_DATA IN THIS EXERCISE_.
────────────────────
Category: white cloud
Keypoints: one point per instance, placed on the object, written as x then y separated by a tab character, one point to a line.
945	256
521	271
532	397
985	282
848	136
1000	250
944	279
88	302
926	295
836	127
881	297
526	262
────────────────────
_YOUR GOAL_. Lay out the material above as a two-column CSV with a header row naming the columns "prompt" and "points." Give one row for each request, with its text in the first column and its answer in the second, each in a single quoted field and with line breaks replaced by spaces.

_EXERCISE RESULT_.
prompt,points
"Category: white cloud Keypoints: one point per instance, placed on the object, written as x then y separated by a tab character, one point to a line.","945	256 521	271 532	397 985	282 848	136 1000	250 944	279 88	302 926	295 836	127 881	297 526	262"